__What to produce__: Copy the listing below, character for character, and omit the pictures.

--- begin Data excerpts ---

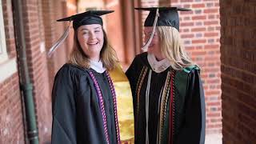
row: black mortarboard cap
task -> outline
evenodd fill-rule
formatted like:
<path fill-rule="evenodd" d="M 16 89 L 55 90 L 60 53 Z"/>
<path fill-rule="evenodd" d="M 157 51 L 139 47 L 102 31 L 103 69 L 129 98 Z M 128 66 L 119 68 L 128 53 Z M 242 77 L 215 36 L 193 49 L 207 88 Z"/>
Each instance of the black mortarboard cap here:
<path fill-rule="evenodd" d="M 90 10 L 65 18 L 58 19 L 57 22 L 73 21 L 74 30 L 77 30 L 82 25 L 100 24 L 101 26 L 103 26 L 102 18 L 100 16 L 113 12 L 114 10 Z M 71 25 L 70 22 L 69 26 L 65 30 L 62 37 L 50 48 L 50 50 L 48 51 L 49 57 L 51 56 L 51 54 L 57 50 L 58 46 L 60 46 L 66 38 L 70 33 L 70 27 Z"/>
<path fill-rule="evenodd" d="M 145 20 L 144 26 L 153 26 L 156 14 L 156 10 L 158 9 L 159 17 L 158 18 L 157 26 L 172 26 L 179 30 L 179 18 L 178 11 L 189 11 L 190 9 L 179 7 L 146 7 L 135 8 L 138 10 L 149 10 L 150 14 Z"/>
<path fill-rule="evenodd" d="M 112 12 L 114 12 L 114 10 L 90 10 L 65 18 L 58 19 L 57 22 L 73 21 L 73 28 L 74 30 L 77 30 L 80 26 L 82 25 L 100 24 L 103 26 L 102 18 L 100 16 Z"/>

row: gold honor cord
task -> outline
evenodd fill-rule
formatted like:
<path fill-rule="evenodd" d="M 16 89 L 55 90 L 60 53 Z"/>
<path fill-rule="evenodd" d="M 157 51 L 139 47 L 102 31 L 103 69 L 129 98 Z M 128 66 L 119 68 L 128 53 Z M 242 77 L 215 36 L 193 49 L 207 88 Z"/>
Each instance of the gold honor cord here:
<path fill-rule="evenodd" d="M 155 28 L 156 28 L 156 26 L 157 26 L 157 23 L 158 23 L 158 17 L 159 17 L 159 13 L 158 13 L 158 9 L 157 9 L 156 12 L 155 12 L 155 18 L 154 18 L 154 25 L 153 25 L 153 30 L 150 34 L 150 38 L 147 40 L 147 42 L 146 42 L 146 44 L 144 45 L 143 47 L 142 47 L 142 50 L 143 51 L 146 51 L 152 39 L 153 39 L 153 37 L 154 37 L 154 31 L 155 31 Z"/>

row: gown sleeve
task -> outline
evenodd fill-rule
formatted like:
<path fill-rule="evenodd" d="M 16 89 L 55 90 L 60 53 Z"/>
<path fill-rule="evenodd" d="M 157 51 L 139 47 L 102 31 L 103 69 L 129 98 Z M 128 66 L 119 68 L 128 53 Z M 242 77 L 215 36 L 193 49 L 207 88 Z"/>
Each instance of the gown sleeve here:
<path fill-rule="evenodd" d="M 204 144 L 206 106 L 199 71 L 192 70 L 188 77 L 185 103 L 185 122 L 174 143 Z"/>
<path fill-rule="evenodd" d="M 77 143 L 74 86 L 70 68 L 64 66 L 55 76 L 52 91 L 52 144 Z"/>

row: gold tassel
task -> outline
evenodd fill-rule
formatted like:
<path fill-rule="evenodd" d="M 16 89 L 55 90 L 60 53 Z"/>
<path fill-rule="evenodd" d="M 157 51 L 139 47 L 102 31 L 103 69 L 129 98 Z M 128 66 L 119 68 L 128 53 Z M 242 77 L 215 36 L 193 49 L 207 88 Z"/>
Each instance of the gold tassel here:
<path fill-rule="evenodd" d="M 52 54 L 57 50 L 57 48 L 65 41 L 65 39 L 66 38 L 66 37 L 69 35 L 70 34 L 70 30 L 71 28 L 71 22 L 70 21 L 69 22 L 69 26 L 68 27 L 66 28 L 63 34 L 62 35 L 62 37 L 60 38 L 58 38 L 58 40 L 54 44 L 54 46 L 52 46 L 50 49 L 50 50 L 48 51 L 48 57 L 51 57 Z"/>
<path fill-rule="evenodd" d="M 143 51 L 146 51 L 152 39 L 153 39 L 153 37 L 154 37 L 154 31 L 155 31 L 155 28 L 156 28 L 156 26 L 157 26 L 157 23 L 158 23 L 158 17 L 159 17 L 159 13 L 158 13 L 158 9 L 157 9 L 156 10 L 156 13 L 155 13 L 155 18 L 154 18 L 154 24 L 153 24 L 153 30 L 150 34 L 150 38 L 147 40 L 147 42 L 146 42 L 146 44 L 144 45 L 144 46 L 142 48 L 142 50 Z"/>

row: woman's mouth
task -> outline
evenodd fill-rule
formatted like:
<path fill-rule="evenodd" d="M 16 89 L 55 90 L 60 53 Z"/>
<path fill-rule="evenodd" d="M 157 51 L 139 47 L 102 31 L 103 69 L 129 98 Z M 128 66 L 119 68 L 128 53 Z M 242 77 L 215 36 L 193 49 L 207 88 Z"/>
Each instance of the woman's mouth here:
<path fill-rule="evenodd" d="M 88 46 L 94 46 L 94 45 L 98 45 L 99 42 L 88 42 L 87 45 Z"/>
<path fill-rule="evenodd" d="M 154 46 L 154 44 L 150 44 L 150 46 L 149 46 L 149 47 L 152 47 L 152 46 Z"/>

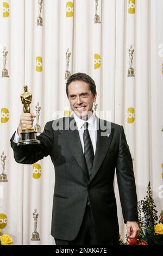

--- end Data excerpts ---

__Answer for the task__:
row: black mortarboard cap
task -> outline
evenodd fill-rule
formatted like:
<path fill-rule="evenodd" d="M 16 89 L 55 90 L 60 53 Z"/>
<path fill-rule="evenodd" d="M 157 51 L 139 47 L 102 31 L 103 69 L 129 98 Z M 128 66 L 119 68 L 128 53 Z M 242 77 L 215 36 L 193 49 L 207 88 Z"/>
Each instance of the black mortarboard cap here:
<path fill-rule="evenodd" d="M 90 10 L 65 18 L 58 19 L 57 22 L 73 21 L 74 30 L 77 30 L 82 25 L 100 24 L 101 26 L 103 26 L 102 18 L 100 16 L 113 12 L 114 10 Z M 71 25 L 70 22 L 69 26 L 65 30 L 62 37 L 50 48 L 50 50 L 48 51 L 49 57 L 51 56 L 51 54 L 57 50 L 58 46 L 60 46 L 66 38 L 70 33 L 70 27 Z"/>
<path fill-rule="evenodd" d="M 145 20 L 144 26 L 153 26 L 156 14 L 156 10 L 158 9 L 159 17 L 158 18 L 157 26 L 172 26 L 179 30 L 179 18 L 178 11 L 189 11 L 190 9 L 179 7 L 146 7 L 135 8 L 138 10 L 149 10 L 150 14 Z"/>
<path fill-rule="evenodd" d="M 112 12 L 114 12 L 114 10 L 90 10 L 65 18 L 58 19 L 57 22 L 73 21 L 73 28 L 74 30 L 77 30 L 80 26 L 82 25 L 100 24 L 103 26 L 102 18 L 100 16 Z"/>

row: gold honor cord
task -> outline
evenodd fill-rule
formatted like:
<path fill-rule="evenodd" d="M 16 89 L 55 90 L 60 53 Z"/>
<path fill-rule="evenodd" d="M 157 51 L 139 47 L 102 31 L 103 69 L 129 98 Z M 128 66 L 119 68 L 128 53 Z M 242 77 L 215 36 L 193 49 L 207 88 Z"/>
Each instance of the gold honor cord here:
<path fill-rule="evenodd" d="M 155 28 L 156 28 L 156 26 L 157 26 L 157 23 L 158 23 L 158 17 L 159 17 L 159 13 L 158 13 L 158 9 L 157 9 L 156 12 L 155 12 L 155 18 L 154 18 L 154 25 L 153 25 L 153 30 L 150 34 L 150 38 L 147 40 L 147 42 L 146 42 L 146 44 L 144 45 L 143 47 L 142 47 L 142 50 L 143 51 L 146 51 L 152 39 L 153 39 L 153 37 L 154 37 L 154 31 L 155 31 Z"/>

row: gown sleeve
task -> outline
evenodd fill-rule
formatted like:
<path fill-rule="evenodd" d="M 16 89 L 55 90 L 60 53 Z"/>
<path fill-rule="evenodd" d="M 157 51 L 139 47 L 102 31 L 103 69 L 129 98 Z M 128 66 L 119 68 L 128 53 Z M 242 77 L 215 36 L 193 49 L 207 88 Z"/>
Each instance of the gown sleeve here:
<path fill-rule="evenodd" d="M 204 144 L 206 106 L 199 71 L 192 70 L 188 77 L 185 103 L 185 122 L 174 143 Z"/>
<path fill-rule="evenodd" d="M 77 143 L 74 86 L 70 68 L 64 66 L 55 76 L 52 91 L 52 144 Z"/>

row: gold tassel
task -> outline
evenodd fill-rule
formatted like:
<path fill-rule="evenodd" d="M 16 89 L 55 90 L 60 53 Z"/>
<path fill-rule="evenodd" d="M 157 51 L 139 47 L 102 31 L 103 69 L 129 98 Z M 128 66 L 119 68 L 128 53 Z M 242 77 L 215 36 L 193 49 L 207 88 Z"/>
Each instance of the gold tassel here:
<path fill-rule="evenodd" d="M 52 54 L 57 50 L 57 48 L 65 41 L 65 39 L 66 38 L 66 37 L 69 35 L 70 34 L 70 30 L 71 28 L 71 22 L 70 21 L 69 22 L 69 26 L 68 27 L 66 28 L 63 34 L 62 35 L 62 37 L 60 38 L 58 38 L 58 40 L 54 44 L 54 46 L 52 46 L 50 49 L 50 50 L 48 51 L 48 57 L 51 57 Z"/>
<path fill-rule="evenodd" d="M 143 51 L 146 51 L 152 39 L 153 39 L 153 37 L 154 37 L 154 31 L 155 31 L 155 28 L 156 28 L 156 26 L 157 26 L 157 23 L 158 23 L 158 17 L 159 17 L 159 13 L 158 13 L 158 9 L 157 9 L 156 10 L 156 13 L 155 13 L 155 18 L 154 18 L 154 24 L 153 24 L 153 30 L 150 34 L 150 38 L 147 40 L 147 42 L 146 42 L 146 44 L 144 45 L 144 46 L 142 48 L 142 50 Z"/>

row: woman's mouth
task -> outline
evenodd fill-rule
formatted like:
<path fill-rule="evenodd" d="M 16 89 L 55 90 L 60 53 Z"/>
<path fill-rule="evenodd" d="M 157 51 L 139 47 L 102 31 L 103 69 L 129 98 Z M 128 66 L 119 68 L 128 53 Z M 242 77 L 215 36 L 193 49 L 207 88 Z"/>
Each instance of the woman's mouth here:
<path fill-rule="evenodd" d="M 88 46 L 94 46 L 94 45 L 98 45 L 99 42 L 88 42 L 87 45 Z"/>
<path fill-rule="evenodd" d="M 154 46 L 154 44 L 150 44 L 150 46 L 149 46 L 149 47 L 152 47 L 152 46 Z"/>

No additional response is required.